## Tasks and exercises:
**a.** In the article on three new programming languages, what was the name of the language Coconut's developer abandoned before starting Coconut?
**b.** Carry on the article about three new programming languages from its final sentence.

## Extract provided:
● ● ● ● ● ● ●

3 new programming languages: What their creators say

Developers of emerging programming languages shed light on the urge to create new tools

With hundreds of programming languages already in existence, why invest the considerable effort in creating a new one? For developers of three newfangled open source languages -- Coconut, Crystal, and Oden -- the answer is simply that, in programming, there are always new niches to fill and new needs to be met.

Scratching the proverbial itch and unwilling to settle for existing tools that they found somewhat lacking, these developers set out to build their own languages, driven by specific goals. For Coconut, which compiles to Python, it’s all about bringing functional programming to the Python language. Crystal is devoted to combining multiple programming capabilities. And the driving force behind the development of Oden is filling in some capabilities absent from Google’s popular Go language.

We spoke with the developers and teams behind each of these languages to get a better sense of the origins and practicality of their emerging languages -- as well as what inspires developers to tackle the task of building a new programming language.

Coconut: Expanding Python’s reach

“I love functional programming. I think the functional paradigm provides a much more natural way to think about problems and yields much more elegant, concise, and readable code as a result,” Coconut developer Evan Hubinger says. “And yet, if you look at the top 20 most popular programming languages, not a single one is functional. But there are functional alternatives to a lot of them. Java has Scala. C# has F#. Python has ... nothing.”

(Note: Java added functional capabilities in 2014 but was not originally developed as a functional language.)

Python, says Hubinger, was his first language. While Python is elegant for imperative programming, trying to use it for functional programming is difficult and obtuse, he says. Coconut is actually his second attempt at functional programming for Python. Hubinger scrapped his previous effort in this vein, a language called Rabbit, after he became dissatisfied with it. Hubinger is a college student who has been interning as a software developer at Yelp.

Crystal: Bringing existing languages’ features into focus

Crystal’s main developer Ary Borenszweig not only acknowledges the wealth of programming languages already in existence, he builds on their best features.

“Yes, there are many languages. However, Crystal mixes some features present in other languages in a way that no other language does,” Borenszweig says.

The language has static type-checking without specifying the types of method arguments or local variables. This enables faster prototyping, less verbose code, and more generic code, Borenszweig stresses.

Crystal also features automatic memory management and native compilation sans a virtual machine.

● ● ● ● ● ● ●

## Dataset excerpts:
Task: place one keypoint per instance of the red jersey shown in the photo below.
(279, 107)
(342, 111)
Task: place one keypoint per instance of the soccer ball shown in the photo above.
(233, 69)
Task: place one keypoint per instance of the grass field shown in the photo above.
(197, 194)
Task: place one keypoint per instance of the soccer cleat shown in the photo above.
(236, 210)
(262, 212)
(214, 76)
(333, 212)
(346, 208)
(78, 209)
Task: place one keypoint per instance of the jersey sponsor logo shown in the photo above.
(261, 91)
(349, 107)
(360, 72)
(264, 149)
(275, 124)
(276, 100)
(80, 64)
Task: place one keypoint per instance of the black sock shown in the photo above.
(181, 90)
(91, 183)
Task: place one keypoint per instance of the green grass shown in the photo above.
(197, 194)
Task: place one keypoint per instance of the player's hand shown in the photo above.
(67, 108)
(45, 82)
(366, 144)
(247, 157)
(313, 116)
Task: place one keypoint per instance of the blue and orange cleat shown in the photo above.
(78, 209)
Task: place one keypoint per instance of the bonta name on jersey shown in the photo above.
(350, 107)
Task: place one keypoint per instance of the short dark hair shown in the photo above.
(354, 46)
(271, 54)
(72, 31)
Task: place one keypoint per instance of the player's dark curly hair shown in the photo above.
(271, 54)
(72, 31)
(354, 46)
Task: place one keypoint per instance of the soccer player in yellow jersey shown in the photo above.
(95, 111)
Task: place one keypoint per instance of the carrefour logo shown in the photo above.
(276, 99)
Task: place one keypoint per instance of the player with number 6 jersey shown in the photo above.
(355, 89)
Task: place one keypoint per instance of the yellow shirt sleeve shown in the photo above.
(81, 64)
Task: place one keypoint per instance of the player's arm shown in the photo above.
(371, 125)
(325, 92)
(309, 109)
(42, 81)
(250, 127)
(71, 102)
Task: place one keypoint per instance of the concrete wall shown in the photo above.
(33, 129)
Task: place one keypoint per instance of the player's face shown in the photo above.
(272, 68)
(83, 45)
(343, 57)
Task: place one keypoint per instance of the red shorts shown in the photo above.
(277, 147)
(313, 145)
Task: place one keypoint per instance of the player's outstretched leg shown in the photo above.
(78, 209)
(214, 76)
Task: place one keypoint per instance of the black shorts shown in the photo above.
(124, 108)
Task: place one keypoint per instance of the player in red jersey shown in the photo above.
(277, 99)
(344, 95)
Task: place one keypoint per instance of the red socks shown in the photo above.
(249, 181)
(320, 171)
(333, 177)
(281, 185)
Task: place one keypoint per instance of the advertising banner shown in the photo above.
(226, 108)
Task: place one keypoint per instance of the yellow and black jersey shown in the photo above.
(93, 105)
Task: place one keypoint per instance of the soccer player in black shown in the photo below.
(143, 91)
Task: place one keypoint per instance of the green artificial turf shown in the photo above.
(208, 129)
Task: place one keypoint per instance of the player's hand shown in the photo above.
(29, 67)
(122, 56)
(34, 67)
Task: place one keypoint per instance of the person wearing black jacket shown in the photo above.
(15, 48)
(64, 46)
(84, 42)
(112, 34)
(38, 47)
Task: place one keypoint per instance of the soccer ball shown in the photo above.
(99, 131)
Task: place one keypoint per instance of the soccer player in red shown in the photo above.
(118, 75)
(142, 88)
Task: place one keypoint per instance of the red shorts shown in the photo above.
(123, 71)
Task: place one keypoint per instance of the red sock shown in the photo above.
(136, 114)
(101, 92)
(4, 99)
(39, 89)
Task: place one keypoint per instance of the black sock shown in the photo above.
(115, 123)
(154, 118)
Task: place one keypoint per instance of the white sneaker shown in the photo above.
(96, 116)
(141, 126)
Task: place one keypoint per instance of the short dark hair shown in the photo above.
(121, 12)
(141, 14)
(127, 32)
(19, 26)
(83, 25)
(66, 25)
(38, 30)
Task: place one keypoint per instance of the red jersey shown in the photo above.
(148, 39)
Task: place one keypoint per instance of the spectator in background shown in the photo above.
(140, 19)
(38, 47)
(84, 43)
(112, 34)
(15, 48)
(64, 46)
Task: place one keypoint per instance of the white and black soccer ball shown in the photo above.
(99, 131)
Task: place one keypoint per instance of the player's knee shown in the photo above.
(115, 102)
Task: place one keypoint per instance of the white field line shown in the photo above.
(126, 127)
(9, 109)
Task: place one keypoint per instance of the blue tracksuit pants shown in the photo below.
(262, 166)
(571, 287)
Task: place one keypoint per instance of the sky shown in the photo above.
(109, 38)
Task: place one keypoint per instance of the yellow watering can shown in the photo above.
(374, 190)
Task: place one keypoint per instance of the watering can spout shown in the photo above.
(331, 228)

● ● ● ● ● ● ●

## In response:
**a.** Rabbit

**b.**
“It has macros to avoid boilerplate code. And it has a very easy way to use existing C libraries,” says Borenszweig, who works at Manas, which builds technical and scientific software.

Oden: Piggybacking on Go’s success

Oden, meanwhile, was developed by a Go fan who had issues with the up-and-coming programming language.

“I have always liked the tooling and deployment story in Go. The learning curve is gentle and the tools work really well. Go the language, however, has some characteristics, which I think are problematic,” Oden developer Oskar Wickström says.

He cites a lack of generics and a difficulty in abstracting control flow, error-handling, and nil-checking.

“The idea with Oden is to lift these restrictions and provide a more flexible type system, while also putting an emphasis on functional programming,” says Wickström, who has been a programmer since 2011 (and dabbles in music). He works at startup Empear, which develops project analysis tools.

“Another main objective is to provide easy interoperability with Go, letting early adopters use their standard Go libraries without having to write bindings,” Wickström says.

Emerging uses for emerging languages

It’s one matter to create a language; it’s another to ensure it’s of use to others who may be bumping up against similar problems. Each of the developers of these three emerging languages see use cases already evolving.

Oden, Wickström says, is good at tasks within Go’s wheelhouse: web servers, back-end services, and command-line tools, to name a few. It is also good for building libraries that provide generic user-defined data structures, generic algorithms, and control-flow abstractions, he says.

Crystal, meanwhile, is suited for web services, because it has nonblocking I/O and lightweight processes, Borenszweig says. Existing applications have included command-line applications, emulators, websites, and IRC bots.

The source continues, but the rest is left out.